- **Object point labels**
↓↓↓
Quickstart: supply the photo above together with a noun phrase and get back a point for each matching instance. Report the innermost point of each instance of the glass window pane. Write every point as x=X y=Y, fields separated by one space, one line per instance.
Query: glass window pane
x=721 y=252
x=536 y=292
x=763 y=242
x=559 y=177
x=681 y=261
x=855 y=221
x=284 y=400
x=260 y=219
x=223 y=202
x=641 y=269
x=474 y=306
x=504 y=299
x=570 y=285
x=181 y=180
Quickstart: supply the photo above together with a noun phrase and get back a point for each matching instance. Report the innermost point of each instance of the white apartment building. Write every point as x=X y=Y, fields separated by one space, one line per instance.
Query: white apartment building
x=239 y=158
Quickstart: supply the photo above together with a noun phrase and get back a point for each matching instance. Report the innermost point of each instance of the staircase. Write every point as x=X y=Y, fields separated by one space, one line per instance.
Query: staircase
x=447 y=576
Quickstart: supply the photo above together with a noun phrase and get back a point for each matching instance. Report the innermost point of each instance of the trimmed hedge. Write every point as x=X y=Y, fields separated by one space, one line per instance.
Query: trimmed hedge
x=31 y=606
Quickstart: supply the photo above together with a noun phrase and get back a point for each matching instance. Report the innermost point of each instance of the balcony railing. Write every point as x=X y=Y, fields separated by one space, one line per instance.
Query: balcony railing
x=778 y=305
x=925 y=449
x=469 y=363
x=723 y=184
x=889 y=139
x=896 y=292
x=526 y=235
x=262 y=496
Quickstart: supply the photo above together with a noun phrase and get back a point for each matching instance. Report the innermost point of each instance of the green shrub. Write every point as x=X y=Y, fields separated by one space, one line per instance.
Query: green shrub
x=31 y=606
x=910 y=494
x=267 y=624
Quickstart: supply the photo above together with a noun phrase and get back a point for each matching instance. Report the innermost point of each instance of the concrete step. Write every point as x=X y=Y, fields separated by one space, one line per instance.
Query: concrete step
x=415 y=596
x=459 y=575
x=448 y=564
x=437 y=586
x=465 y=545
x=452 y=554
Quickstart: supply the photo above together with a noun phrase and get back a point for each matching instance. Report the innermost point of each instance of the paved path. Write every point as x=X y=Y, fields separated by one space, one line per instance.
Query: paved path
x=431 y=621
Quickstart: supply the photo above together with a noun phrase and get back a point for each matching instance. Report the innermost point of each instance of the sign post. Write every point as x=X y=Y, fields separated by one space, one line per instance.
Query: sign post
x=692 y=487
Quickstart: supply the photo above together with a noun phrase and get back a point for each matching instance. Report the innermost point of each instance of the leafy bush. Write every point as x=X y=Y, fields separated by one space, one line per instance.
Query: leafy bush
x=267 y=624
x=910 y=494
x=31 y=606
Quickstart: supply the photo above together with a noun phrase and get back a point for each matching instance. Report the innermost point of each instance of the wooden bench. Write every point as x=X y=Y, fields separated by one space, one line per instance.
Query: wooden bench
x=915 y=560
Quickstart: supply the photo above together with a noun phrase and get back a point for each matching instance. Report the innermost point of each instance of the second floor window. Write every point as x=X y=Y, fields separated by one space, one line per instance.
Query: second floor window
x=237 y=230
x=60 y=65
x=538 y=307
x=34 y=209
↑↑↑
↓↓↓
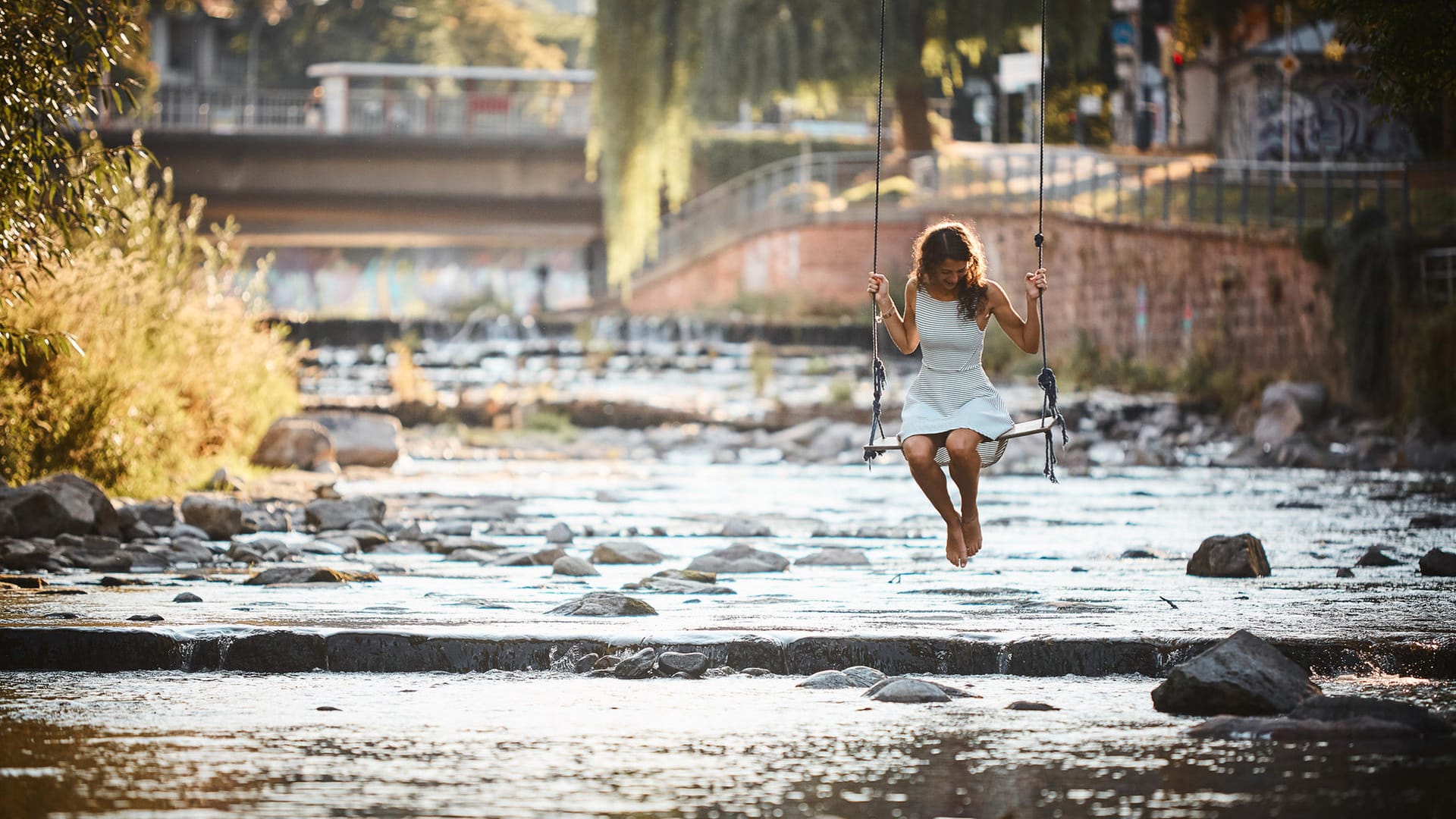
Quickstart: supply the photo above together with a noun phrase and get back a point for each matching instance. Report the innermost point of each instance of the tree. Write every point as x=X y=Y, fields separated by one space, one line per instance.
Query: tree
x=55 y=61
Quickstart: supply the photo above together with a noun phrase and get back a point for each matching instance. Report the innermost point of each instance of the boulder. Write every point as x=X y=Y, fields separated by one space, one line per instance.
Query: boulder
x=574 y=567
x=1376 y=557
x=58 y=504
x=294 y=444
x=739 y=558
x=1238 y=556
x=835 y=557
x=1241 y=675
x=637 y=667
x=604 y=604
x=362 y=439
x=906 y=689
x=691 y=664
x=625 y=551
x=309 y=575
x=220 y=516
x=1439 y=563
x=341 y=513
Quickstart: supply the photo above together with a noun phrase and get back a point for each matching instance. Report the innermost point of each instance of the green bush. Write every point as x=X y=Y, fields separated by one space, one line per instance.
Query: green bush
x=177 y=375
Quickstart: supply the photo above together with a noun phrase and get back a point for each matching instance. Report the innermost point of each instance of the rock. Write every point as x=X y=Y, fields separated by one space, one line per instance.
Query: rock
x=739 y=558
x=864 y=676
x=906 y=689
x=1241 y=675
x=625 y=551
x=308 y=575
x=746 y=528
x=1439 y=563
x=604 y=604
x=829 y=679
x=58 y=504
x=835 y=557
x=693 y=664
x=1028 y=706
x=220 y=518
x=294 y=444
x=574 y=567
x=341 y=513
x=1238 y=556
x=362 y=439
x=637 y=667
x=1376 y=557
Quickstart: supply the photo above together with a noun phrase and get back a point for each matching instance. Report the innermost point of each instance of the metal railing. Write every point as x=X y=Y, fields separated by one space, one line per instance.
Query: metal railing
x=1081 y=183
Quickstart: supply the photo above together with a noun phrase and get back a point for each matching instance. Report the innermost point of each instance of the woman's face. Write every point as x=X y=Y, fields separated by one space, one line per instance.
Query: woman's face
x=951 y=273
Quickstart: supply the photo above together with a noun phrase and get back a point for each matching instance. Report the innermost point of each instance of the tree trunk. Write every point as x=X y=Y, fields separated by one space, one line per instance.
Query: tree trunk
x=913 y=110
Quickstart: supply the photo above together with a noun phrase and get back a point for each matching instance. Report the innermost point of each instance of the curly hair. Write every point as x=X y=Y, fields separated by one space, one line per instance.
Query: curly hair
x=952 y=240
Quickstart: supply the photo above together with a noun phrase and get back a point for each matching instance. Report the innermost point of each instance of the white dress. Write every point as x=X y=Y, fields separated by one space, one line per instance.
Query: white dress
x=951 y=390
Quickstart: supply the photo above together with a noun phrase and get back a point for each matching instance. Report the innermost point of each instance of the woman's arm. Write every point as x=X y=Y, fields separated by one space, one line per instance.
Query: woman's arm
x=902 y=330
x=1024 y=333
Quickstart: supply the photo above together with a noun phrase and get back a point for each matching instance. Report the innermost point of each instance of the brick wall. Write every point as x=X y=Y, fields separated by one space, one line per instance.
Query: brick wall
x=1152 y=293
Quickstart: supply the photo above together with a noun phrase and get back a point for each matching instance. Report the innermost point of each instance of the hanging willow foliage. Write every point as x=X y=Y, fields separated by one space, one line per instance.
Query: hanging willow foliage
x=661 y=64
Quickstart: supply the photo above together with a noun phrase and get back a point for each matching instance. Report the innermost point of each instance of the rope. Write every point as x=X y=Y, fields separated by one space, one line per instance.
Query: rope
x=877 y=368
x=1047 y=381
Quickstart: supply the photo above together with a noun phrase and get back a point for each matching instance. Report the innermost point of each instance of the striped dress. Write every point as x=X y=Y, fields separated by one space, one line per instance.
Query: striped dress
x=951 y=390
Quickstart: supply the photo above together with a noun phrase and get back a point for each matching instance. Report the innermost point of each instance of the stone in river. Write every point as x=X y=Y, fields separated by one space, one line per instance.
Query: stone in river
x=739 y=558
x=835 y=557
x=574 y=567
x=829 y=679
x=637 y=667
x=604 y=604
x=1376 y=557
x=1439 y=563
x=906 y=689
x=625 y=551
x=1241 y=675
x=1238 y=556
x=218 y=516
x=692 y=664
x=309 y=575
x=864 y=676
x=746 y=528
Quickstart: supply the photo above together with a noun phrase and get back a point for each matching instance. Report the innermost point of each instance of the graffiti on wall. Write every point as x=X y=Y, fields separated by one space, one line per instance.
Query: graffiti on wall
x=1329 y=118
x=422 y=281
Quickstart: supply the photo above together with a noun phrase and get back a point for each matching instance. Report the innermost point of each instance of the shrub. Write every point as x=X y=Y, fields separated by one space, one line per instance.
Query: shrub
↑↑↑
- **WRITTEN EXERCISE**
Give every line from the one containing "of the leafy" down to the one containing "x=915 y=560" as a numbered list, leaving out any blank lines.

- **WRITTEN RESPONSE**
1. Quickstart: supply the photo above together with a noun phrase and get back a point for each matching instance. Report the innermost point of each instance of the leafy bush. Write every point as x=X y=Y, fields separated by one space, one line per instance.
2. Query: leafy bush
3. x=267 y=624
4. x=910 y=494
5. x=31 y=606
6. Quickstart: supply the photo above together with a noun phrase and get back a point for each matching instance. Report the innermost point of each instance of the wooden bench. Write every point as x=X y=Y, fields separated by one space, one line per instance.
7. Query: wooden bench
8. x=915 y=560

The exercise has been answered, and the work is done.